■ **Kurze Aufgabe a**
Schreiben Sie bitte die Einträge weiter unten unverändert ab, angefangen bei ihrer ersten Zeile bis einschließlich der Zeile mit „column 212, row 207“.

■ **Auszug**

┄┄┄┄┄┄┄┄┄┄

Der Baum weist drei Markierungen auf:
- zum einen die Camp-Nummer: das Initial B für Burke über LXV, der lateinischen Schreibweise der Zahl 65.
- auf der anderen Seite des Baums war auf den einen Ast DEC 6-60 über APR 21-61 geschnitzt. Die Daten stehen für den Zeitraum, in dem sich Brahe dort aufgehalten hat.
- auf dem anderen Ast stand die namensgebende Dig-Markierung: AH über DIG über under über einem Pfeil nach rechts. Diese wurde jedoch nicht von Brahe, sondern von einem Mitglied von Alfred Howitts Suchexpedition später hinzugefügt.
Brahes Dig-Markierung befand sich vermutlich an einem Baum südlich des Dig Trees, an dem die Pferde angebunden wurden. Dementsprechend waren die Vorräte auch nicht am Dig Tree, sondern unter dem „Pferdebaum“ vergraben worden. Dies zumindest lässt sich aus Befragungen, Tagebucheinträgen und alten Fotos entnehmen.[30] 1899 schnitzte John Dick das Gesicht Burkes in einen nahegelegenen Baum.
Rettungsexpeditionen
Insgesamt wurden sechs Expeditionen zur Rettung Burkes und Wills ausgesandt. Zwei davon nahmen den Seeweg, um am Golf von Carpentaria nach den Vermissten zu suchen, die anderen näherten sich aus unterschiedlichen Richtungen dem Landesinneren. Sie leisteten einen wichtigen Beitrag zur Erforschung Australiens, da jede Expedition bei der Suche auch das Umland erkundete.

┄┄┄┄┄┄┄┄┄┄

Einträge zum Zeigen auf benannte Objekte:
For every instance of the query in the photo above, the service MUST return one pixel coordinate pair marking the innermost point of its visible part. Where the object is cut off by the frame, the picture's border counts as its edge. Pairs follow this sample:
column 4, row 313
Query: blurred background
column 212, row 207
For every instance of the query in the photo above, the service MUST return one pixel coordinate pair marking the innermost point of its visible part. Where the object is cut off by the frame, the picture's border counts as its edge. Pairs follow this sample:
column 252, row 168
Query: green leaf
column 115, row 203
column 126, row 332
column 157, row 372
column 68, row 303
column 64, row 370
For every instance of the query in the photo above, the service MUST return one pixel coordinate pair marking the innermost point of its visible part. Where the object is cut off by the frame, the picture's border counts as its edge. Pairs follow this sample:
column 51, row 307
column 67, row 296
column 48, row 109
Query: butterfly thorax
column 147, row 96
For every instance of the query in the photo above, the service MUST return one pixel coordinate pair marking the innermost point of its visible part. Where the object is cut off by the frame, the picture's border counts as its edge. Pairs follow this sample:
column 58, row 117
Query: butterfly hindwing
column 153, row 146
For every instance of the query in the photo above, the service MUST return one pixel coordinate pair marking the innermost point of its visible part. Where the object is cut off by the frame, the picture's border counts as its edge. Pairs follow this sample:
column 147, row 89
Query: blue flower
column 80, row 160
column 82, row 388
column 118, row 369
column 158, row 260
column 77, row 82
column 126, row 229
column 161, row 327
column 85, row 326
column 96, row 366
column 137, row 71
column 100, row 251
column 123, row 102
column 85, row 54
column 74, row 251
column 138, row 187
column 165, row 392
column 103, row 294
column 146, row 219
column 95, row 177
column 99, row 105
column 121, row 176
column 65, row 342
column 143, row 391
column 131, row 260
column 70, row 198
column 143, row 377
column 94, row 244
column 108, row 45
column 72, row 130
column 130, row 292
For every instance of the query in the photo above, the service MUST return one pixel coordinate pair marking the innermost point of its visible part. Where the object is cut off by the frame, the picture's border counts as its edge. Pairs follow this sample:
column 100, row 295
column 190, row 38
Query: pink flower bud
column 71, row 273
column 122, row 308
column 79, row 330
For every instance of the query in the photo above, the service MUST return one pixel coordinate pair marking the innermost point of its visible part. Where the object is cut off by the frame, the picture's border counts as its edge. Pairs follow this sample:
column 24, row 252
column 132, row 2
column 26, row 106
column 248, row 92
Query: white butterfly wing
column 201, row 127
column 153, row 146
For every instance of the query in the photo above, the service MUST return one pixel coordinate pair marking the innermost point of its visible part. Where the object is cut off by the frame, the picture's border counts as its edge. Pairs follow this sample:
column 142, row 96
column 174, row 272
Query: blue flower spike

┄┄┄┄┄┄┄┄┄┄

■ **Kurze Aufgabe b**
Warum leisteten die Rettungsexpeditionen laut dem Auszug einen wichtigen Beitrag zur Erforschung Australiens? Antworten Sie in ein bis drei Sätzen.

■ **Lösung a**
For every instance of the query in the photo above, the service MUST return one pixel coordinate pair marking the innermost point of its visible part. Where the object is cut off by the frame, the picture's border counts as its edge. Pairs follow this sample:
column 4, row 313
Query: blurred background
column 212, row 207

■ **Lösung b**
Jede Expedition erkundete bei der Suche nach Burke und Wills auch das Umland. Dadurch trugen die Rettungsexpeditionen wesentlich zur Erforschung Australiens bei.